## Reading text
Preparation for the Maryland bear season, which opens tomorrow, has been fun. Preparation, of course, is always one of the fun parts of any hunt.
Preparation for a hunt is like spring training for a major league baseball team. Nobody is out of it yet. In fact, the Pittsburgh Pirates are usually in it for two weeks or so once the real action start.
I hope I am more successful with the season that starts for me tomorrow than my beloved Bucs have been for the past 17 years.
Son Jake, as avid a Pirates fan as exists, believes the Steel City will once again have a winning baseball team sometime soon. Jake is smart about those kinds of things, so I have my fingers crossed.
One of my favorite Pirates highlights came from the early 1990s when son Seth and I composed a letter to our favorite team. We suggested that there needed to be a term for the act of hitting an inside-the-park home run.
Regular home runs are called all kinds of things, things like round-tripper, tater and big fly.
Inside-the-park home runs, though, are simply called inside-the-park home runs.
After much thought, Seth and I wrote a letter suggesting that our favorite slang for a round-tripper that stays in play was “yard dart.”
Unfortunately, I didn’t hear it either time, but Times-News sportswriter Mike Mathews, also an agonizing fan of the Bucs, told me he heard our letter read by Greg Brown and/or Bob Walk on a couple of occasions.
I am hoping for some kind of similar personal highlight during the bear season. I have been very fortunate in that three people have offered me places to hunt in good bear territory.

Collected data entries
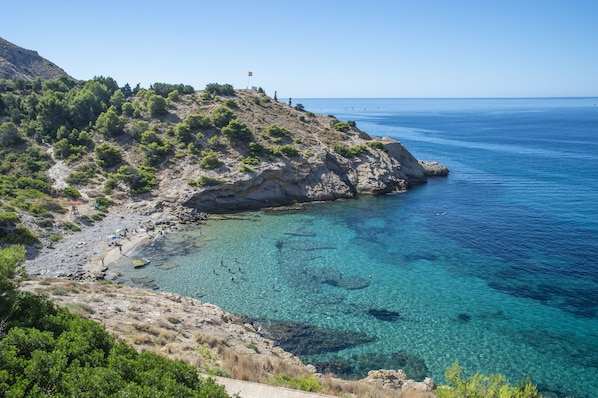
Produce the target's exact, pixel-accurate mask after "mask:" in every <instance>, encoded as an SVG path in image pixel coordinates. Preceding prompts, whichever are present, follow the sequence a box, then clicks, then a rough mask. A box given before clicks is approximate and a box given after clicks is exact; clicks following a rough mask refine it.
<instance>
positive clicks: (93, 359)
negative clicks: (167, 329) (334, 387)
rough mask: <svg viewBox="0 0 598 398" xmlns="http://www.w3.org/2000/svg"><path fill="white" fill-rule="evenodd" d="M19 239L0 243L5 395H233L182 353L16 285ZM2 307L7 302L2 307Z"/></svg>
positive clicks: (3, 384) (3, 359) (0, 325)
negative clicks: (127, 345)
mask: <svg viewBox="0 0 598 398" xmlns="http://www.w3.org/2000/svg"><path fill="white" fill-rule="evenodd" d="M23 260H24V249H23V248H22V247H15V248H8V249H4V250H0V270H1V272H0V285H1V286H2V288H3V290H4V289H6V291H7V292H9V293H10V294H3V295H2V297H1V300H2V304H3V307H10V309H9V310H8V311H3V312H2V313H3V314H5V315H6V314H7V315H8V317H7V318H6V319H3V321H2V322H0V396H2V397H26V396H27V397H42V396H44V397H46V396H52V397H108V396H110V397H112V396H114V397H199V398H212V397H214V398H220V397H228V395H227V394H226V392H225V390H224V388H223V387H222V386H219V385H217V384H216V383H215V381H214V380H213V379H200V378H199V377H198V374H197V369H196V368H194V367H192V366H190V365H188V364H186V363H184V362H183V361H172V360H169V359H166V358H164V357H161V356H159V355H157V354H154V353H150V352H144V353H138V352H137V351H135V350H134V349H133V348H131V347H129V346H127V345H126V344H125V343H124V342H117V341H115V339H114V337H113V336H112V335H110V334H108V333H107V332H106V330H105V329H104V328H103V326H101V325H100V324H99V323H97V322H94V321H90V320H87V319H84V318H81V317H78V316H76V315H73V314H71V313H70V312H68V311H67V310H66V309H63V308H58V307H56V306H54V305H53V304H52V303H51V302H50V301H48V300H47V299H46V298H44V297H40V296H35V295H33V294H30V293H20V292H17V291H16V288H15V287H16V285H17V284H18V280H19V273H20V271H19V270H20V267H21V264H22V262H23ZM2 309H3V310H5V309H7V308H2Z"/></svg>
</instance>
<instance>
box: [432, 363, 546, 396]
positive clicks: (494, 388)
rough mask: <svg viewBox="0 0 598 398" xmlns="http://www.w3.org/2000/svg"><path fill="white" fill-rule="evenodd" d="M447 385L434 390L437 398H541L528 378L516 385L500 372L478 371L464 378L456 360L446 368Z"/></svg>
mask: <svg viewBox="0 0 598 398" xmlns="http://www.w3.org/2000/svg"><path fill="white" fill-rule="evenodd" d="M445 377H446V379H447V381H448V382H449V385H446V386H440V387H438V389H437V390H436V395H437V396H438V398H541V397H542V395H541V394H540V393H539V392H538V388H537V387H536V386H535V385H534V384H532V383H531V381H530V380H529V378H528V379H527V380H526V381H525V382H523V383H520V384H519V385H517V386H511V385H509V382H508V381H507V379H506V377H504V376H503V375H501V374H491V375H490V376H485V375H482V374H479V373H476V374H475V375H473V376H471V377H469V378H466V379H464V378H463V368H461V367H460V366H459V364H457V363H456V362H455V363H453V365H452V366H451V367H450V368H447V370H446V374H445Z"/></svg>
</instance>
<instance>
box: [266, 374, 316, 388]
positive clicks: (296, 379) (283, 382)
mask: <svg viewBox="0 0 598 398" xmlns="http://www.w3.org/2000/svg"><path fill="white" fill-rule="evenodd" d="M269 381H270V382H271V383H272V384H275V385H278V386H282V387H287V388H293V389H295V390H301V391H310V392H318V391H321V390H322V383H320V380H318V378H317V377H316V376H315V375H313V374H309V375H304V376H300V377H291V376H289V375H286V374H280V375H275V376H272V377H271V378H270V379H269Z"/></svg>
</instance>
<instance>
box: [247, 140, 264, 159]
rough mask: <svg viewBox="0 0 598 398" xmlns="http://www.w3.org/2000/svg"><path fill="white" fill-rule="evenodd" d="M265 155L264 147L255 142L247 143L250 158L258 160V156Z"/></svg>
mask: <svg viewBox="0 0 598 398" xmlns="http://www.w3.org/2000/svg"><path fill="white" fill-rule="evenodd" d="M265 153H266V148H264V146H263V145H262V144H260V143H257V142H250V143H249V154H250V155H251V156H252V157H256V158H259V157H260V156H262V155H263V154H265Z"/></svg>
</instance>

## Exercise requirements
(1) Edit the bear season column, starting at "I hope I am" and ending at "inside-the-park home runs.", and swap "Bucs" for "Buccaneers" throughout that stretch.
(2) Pick up the bear season column after its last sentence and keep writing.
The entries are separate material and are not part of the bear season column.

## Outputs by task
(1)
I hope I am more successful with the season that starts for me tomorrow than my beloved Buccaneers have been for the past 17 years.
Son Jake, as avid a Pirates fan as exists, believes the Steel City will once again have a winning baseball team sometime soon. Jake is smart about those kinds of things, so I have my fingers crossed.
One of my favorite Pirates highlights came from the early 1990s when son Seth and I composed a letter to our favorite team. We suggested that there needed to be a term for the act of hitting an inside-the-park home run.
Regular home runs are called all kinds of things, things like round-tripper, tater and big fly.
Inside-the-park home runs, though, are simply called inside-the-park home runs.

(2)
If you are going to hunt bears, it is better to do it in good bear territory.
I don’t believe much in jinxes, so I don’t think I am jinxing my hunt by writing this column. Should I be so fortunate as to get a bear, I have made contact with a professional who will skin it for me so I don’t mess it up.
My across-the-street neighbor, Natural Resources Police Officer Curt Dieterle, tells me that bear meat is delicious and described how he prepares it.
I had bear meat for dinner once, but it was a long time ago and 2,000 miles away in north Idaho and I can’t really remember the taste. I know I ate it so it must have been good. Anything was good in those days when washed down with Olympia beer.
Officer Dieterle, of course, is the handler of Blu, the black Labrador retriever who can sniff out a single piece of fly doo in a 2-pound can of pepper.
That’s his job, sniffing. And wagging, too, of course.
Anyway, Blu’s favorite things to sniff are deer and other wild game, though he can sniff the 30-30 cartridge that fell in the grass after you illegally shot a deer. One time he followed an air scent and led officers to a successful conclusion of a fish poaching incident.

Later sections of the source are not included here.